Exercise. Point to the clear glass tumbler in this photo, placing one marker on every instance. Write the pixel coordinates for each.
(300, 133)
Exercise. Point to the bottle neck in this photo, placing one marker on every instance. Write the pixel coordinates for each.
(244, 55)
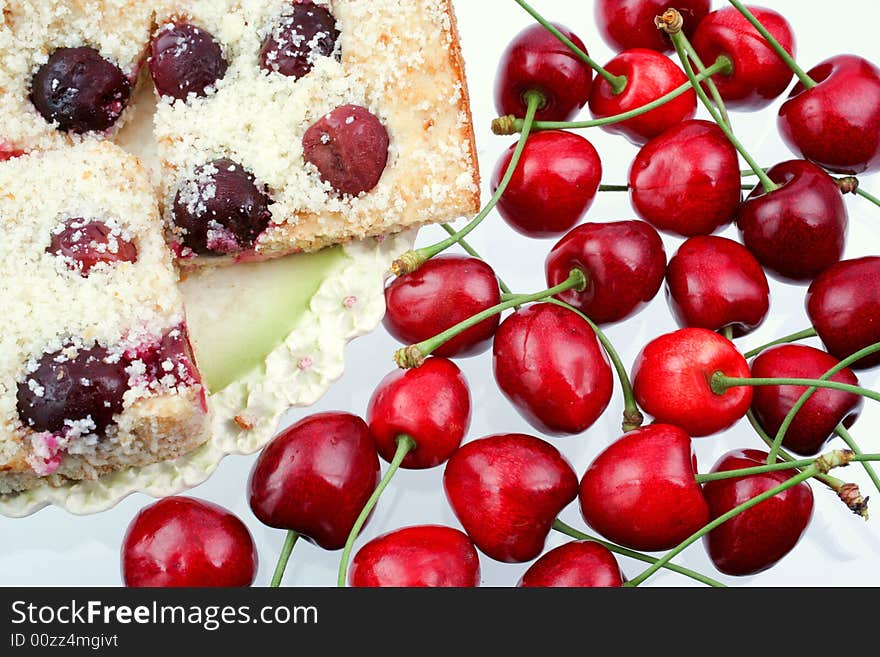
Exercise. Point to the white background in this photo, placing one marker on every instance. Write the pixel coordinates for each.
(55, 548)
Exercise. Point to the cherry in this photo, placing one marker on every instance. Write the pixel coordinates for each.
(672, 381)
(626, 24)
(826, 409)
(549, 364)
(184, 60)
(759, 74)
(844, 306)
(185, 542)
(641, 492)
(649, 75)
(221, 209)
(76, 389)
(349, 147)
(305, 33)
(759, 537)
(80, 90)
(83, 244)
(798, 230)
(315, 477)
(687, 181)
(624, 263)
(425, 556)
(536, 61)
(431, 404)
(836, 124)
(441, 293)
(553, 186)
(580, 564)
(506, 491)
(716, 283)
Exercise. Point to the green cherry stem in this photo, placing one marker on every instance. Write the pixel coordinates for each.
(415, 355)
(571, 532)
(618, 82)
(283, 558)
(405, 445)
(412, 260)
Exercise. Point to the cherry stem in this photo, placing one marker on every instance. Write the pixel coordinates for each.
(618, 82)
(283, 558)
(805, 79)
(405, 445)
(720, 520)
(794, 337)
(415, 355)
(632, 416)
(571, 532)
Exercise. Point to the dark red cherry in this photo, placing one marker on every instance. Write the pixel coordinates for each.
(425, 556)
(349, 147)
(672, 381)
(758, 538)
(441, 293)
(315, 478)
(641, 492)
(431, 404)
(581, 564)
(185, 542)
(73, 389)
(836, 124)
(759, 75)
(548, 362)
(221, 209)
(537, 61)
(80, 90)
(715, 283)
(687, 181)
(628, 24)
(184, 60)
(506, 491)
(798, 230)
(624, 263)
(553, 186)
(649, 75)
(84, 244)
(826, 409)
(844, 306)
(304, 33)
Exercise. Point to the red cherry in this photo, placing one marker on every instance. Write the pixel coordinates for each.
(426, 556)
(844, 306)
(756, 539)
(624, 263)
(184, 542)
(315, 477)
(431, 404)
(441, 293)
(672, 381)
(715, 283)
(759, 74)
(506, 491)
(628, 24)
(549, 364)
(649, 75)
(815, 422)
(581, 564)
(687, 181)
(553, 186)
(798, 230)
(536, 61)
(836, 124)
(641, 492)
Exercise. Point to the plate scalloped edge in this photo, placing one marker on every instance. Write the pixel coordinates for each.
(349, 303)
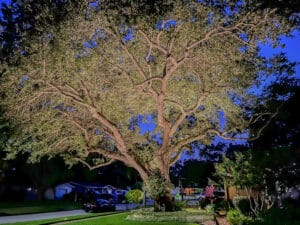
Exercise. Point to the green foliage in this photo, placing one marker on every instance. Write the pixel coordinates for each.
(156, 186)
(210, 208)
(134, 196)
(276, 216)
(180, 216)
(235, 217)
(240, 171)
(79, 76)
(242, 204)
(178, 205)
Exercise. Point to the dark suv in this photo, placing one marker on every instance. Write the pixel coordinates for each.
(99, 205)
(94, 202)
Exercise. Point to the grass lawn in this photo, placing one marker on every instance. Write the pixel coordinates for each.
(103, 219)
(15, 208)
(120, 219)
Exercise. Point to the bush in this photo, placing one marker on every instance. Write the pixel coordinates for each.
(286, 216)
(179, 205)
(242, 204)
(203, 202)
(235, 217)
(210, 208)
(134, 196)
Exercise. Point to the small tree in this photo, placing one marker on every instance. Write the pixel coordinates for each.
(134, 196)
(244, 173)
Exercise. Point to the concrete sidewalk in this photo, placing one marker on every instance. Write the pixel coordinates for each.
(60, 214)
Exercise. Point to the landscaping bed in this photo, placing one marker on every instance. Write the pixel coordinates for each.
(185, 216)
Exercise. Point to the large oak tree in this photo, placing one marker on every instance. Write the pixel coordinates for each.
(81, 88)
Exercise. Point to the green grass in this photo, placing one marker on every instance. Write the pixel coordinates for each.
(103, 219)
(185, 216)
(120, 219)
(16, 208)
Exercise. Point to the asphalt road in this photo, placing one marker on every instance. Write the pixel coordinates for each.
(51, 215)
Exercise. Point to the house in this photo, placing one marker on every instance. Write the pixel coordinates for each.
(63, 189)
(74, 187)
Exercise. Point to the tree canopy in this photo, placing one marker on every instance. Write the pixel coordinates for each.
(84, 83)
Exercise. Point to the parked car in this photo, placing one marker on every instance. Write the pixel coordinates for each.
(99, 205)
(109, 197)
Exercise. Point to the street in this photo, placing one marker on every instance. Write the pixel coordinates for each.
(60, 214)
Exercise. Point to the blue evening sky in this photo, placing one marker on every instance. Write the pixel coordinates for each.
(292, 48)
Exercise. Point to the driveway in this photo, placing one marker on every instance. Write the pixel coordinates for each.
(60, 214)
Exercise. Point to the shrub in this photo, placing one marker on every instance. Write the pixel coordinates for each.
(242, 204)
(278, 216)
(235, 217)
(179, 205)
(134, 196)
(210, 208)
(203, 202)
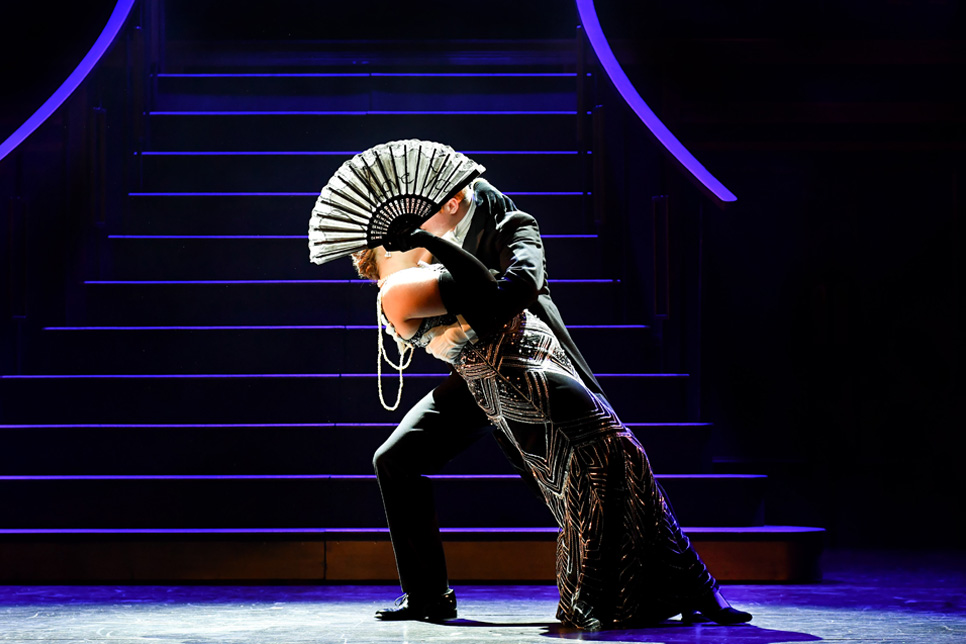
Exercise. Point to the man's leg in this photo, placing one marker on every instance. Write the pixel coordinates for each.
(440, 426)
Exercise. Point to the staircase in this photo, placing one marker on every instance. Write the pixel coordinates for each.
(206, 408)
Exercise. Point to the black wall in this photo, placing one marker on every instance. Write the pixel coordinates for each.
(831, 292)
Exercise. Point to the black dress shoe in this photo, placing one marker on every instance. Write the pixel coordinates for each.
(435, 608)
(724, 616)
(715, 609)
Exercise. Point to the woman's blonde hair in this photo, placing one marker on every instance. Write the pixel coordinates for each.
(365, 264)
(365, 260)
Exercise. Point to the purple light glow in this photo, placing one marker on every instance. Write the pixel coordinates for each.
(316, 194)
(299, 237)
(588, 18)
(191, 425)
(224, 282)
(279, 327)
(187, 153)
(318, 477)
(767, 529)
(285, 327)
(380, 75)
(103, 42)
(238, 477)
(199, 376)
(365, 113)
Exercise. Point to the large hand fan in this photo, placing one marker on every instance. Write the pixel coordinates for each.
(387, 190)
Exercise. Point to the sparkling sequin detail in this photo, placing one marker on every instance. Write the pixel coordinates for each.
(621, 556)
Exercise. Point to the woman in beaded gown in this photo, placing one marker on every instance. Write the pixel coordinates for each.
(622, 559)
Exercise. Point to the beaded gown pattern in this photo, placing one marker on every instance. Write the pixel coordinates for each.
(621, 556)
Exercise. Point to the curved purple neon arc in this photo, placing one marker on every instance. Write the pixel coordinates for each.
(588, 18)
(101, 45)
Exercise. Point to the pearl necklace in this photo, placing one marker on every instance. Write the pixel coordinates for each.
(382, 355)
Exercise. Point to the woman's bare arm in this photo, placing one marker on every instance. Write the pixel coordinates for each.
(410, 295)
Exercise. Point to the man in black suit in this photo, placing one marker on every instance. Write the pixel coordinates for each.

------------------------------------------------------------

What to do -> Give the listing above again in its entirety and exactly; do not include the pictures.

Answer to this task ->
Exercise. Point to the clear glass tumbler in this photo, placing one marker on every instance. Write the pixel coordinates for each.
(300, 133)
Exercise. Point to the bottle neck in this photo, placing one marker on every instance. Write the pixel coordinates for each.
(244, 55)
Exercise. Point to the white background in this photo, placing one marker on every instance. Write the pixel coordinates for each.
(55, 548)
Exercise. Point to the cherry in this photo, placing one marker on every instance. Write the pixel coordinates for each.
(672, 381)
(626, 24)
(826, 409)
(549, 364)
(184, 60)
(759, 74)
(844, 306)
(185, 542)
(641, 492)
(649, 75)
(221, 209)
(76, 389)
(349, 147)
(305, 33)
(759, 537)
(80, 90)
(83, 244)
(798, 230)
(315, 477)
(687, 181)
(624, 263)
(425, 556)
(536, 61)
(431, 404)
(836, 124)
(441, 293)
(553, 186)
(580, 564)
(506, 491)
(716, 283)
Exercise. Point to the green cherry stem in this photo, placing one marker on every instance. Write the pixel coordinates for each.
(415, 355)
(571, 532)
(618, 82)
(283, 558)
(405, 445)
(412, 260)
Exercise. Point to the cherry stem in this photo, placing one marker on every instance. Write the pixel coordinates for each.
(618, 82)
(283, 558)
(805, 79)
(405, 445)
(720, 520)
(794, 337)
(415, 355)
(632, 416)
(571, 532)
Exercise. Point to the dark red cherry in this photo, placing one marker on every instance. Write the pixel coordinates for each.
(425, 556)
(349, 147)
(672, 381)
(758, 538)
(441, 293)
(315, 478)
(641, 492)
(431, 404)
(581, 564)
(185, 542)
(73, 389)
(836, 124)
(759, 75)
(548, 362)
(221, 209)
(537, 61)
(80, 90)
(715, 283)
(687, 181)
(628, 24)
(184, 60)
(506, 491)
(798, 230)
(624, 263)
(553, 186)
(649, 75)
(84, 244)
(826, 409)
(844, 306)
(304, 33)
Exercise. Point to the red cherry in this photo, placing one marker on every instance. Write the pixel coordinates for each.
(426, 556)
(844, 306)
(756, 539)
(624, 263)
(184, 542)
(315, 477)
(431, 404)
(441, 293)
(672, 381)
(715, 283)
(759, 74)
(506, 491)
(628, 24)
(549, 364)
(649, 75)
(815, 422)
(581, 564)
(687, 181)
(553, 186)
(798, 230)
(536, 61)
(836, 124)
(641, 492)
Exercise. Point to the plate scalloped edge in this photo, placing one marker on every instance. Write the pixel coordinates for each.
(349, 303)
Exercise. Point to the green foliage in this photo, placing one marker on every instance. Write the pixel coordinates for each.
(156, 186)
(210, 208)
(134, 196)
(276, 216)
(180, 216)
(235, 217)
(240, 171)
(79, 76)
(242, 204)
(178, 205)
Exercise. Point to the dark suv in this photo, placing one marker on every instance. Write the pixel coordinates for each.
(99, 205)
(94, 202)
Exercise. Point to the grass lawn in this photo, placing one marker on every instance. Write the pixel coordinates for each.
(103, 219)
(15, 208)
(120, 219)
Exercise. Point to the bush in this photo, placing one marker on every instance. Write the pixel coordinates for each.
(286, 216)
(179, 205)
(242, 204)
(203, 202)
(235, 217)
(210, 208)
(134, 196)
Exercise. Point to the small tree in this photo, placing one marker on every instance. Write the pixel coordinates for each.
(134, 196)
(244, 173)
Exercise. Point to the concrete sidewalk in this photo, placing one marker on every instance. Write the pixel coordinates for each.
(60, 214)
Exercise. Point to the landscaping bed in this photo, placing one marker on every instance. Write the pixel coordinates for each.
(185, 216)
Exercise. Point to the large oak tree in this photo, placing one marker on every instance. Write the pixel coordinates for each.
(81, 88)
Exercise. Point to the green grass in this photo, placing one marker on every instance. Write the pixel coordinates for each.
(103, 219)
(185, 216)
(120, 219)
(16, 208)
Exercise. Point to the asphalt road in this photo, placing one marker on every instance. Write the pixel coordinates for each.
(51, 215)
Exercise. Point to the house in this photo, placing one marker on every instance. Write the pixel coordinates for each.
(63, 189)
(74, 187)
Exercise. Point to the tree canopy in this photo, placing one marker on every instance. Write the pixel coordinates for each.
(84, 83)
Exercise. Point to the parked car in this photo, placing one marker on every instance. Write the pixel coordinates for each.
(99, 205)
(109, 197)
Exercise. Point to the street in this photo, placing one marker on every instance. Write the pixel coordinates for each.
(60, 214)
Exercise. Point to the blue evening sky in this photo, placing one marker on every instance. Write the pixel coordinates for each.
(292, 48)
Exercise. Point to the driveway in this photo, placing one marker on every instance. Write the pixel coordinates for each.
(60, 214)
Exercise. Point to the shrub in this photo, placing one marker on every instance. Write the pixel coordinates for each.
(242, 204)
(278, 216)
(235, 217)
(179, 205)
(134, 196)
(210, 208)
(203, 202)
Exercise. Point to the man's leg in this photo, placing one marker on every instance. Write the pixel coordinates for each.
(440, 426)
Exercise. Point to the staircase in this photo, placing one marker on every instance. Write the pixel coordinates for each.
(206, 408)
Exercise. Point to the black wall in this photo, placing one marker on every instance. Write the pixel coordinates for each.
(831, 292)
Exercise. Point to the black dress shoe in this photo, placing one marker on every instance. Write the pixel coordinates for each.
(435, 608)
(724, 616)
(715, 609)
Exercise. Point to the woman's blonde hair in this photo, placing one marker on every instance. Write the pixel coordinates for each.
(365, 264)
(365, 260)
Exercise. Point to the purple light glow in this photo, placing one marker on every instance. Write the pixel coordinates for each.
(316, 194)
(299, 237)
(588, 18)
(191, 425)
(224, 282)
(279, 327)
(187, 153)
(318, 477)
(767, 529)
(285, 327)
(380, 75)
(103, 42)
(238, 477)
(199, 376)
(365, 113)
Exercise. Point to the large hand fan in this photo, placing one marker on every instance. Write the pixel coordinates for each.
(387, 190)
Exercise. Point to the sparkling sequin detail in this photo, placing one marker on every instance. Write the pixel coordinates for each.
(621, 556)
Exercise. Point to the woman in beaded gown in this photo, placing one marker on every instance. Write the pixel coordinates for each.
(622, 559)
Exercise. Point to the beaded gown pattern in this photo, placing one marker on every instance. Write the pixel coordinates for each.
(621, 556)
Exercise. Point to the curved purple neon arc in this photo, placing one marker on every instance. Write the pixel coordinates for each.
(588, 18)
(101, 45)
Exercise. Point to the pearl necklace in this photo, placing one marker on every instance. Write the pixel coordinates for each.
(382, 355)
Exercise. Point to the woman's bare arm in this photo, placing one marker on every instance. Write the pixel coordinates for each.
(410, 295)
Exercise. Point to the man in black suit in this photo, placing one marker on every instance. Write the pixel coordinates for each.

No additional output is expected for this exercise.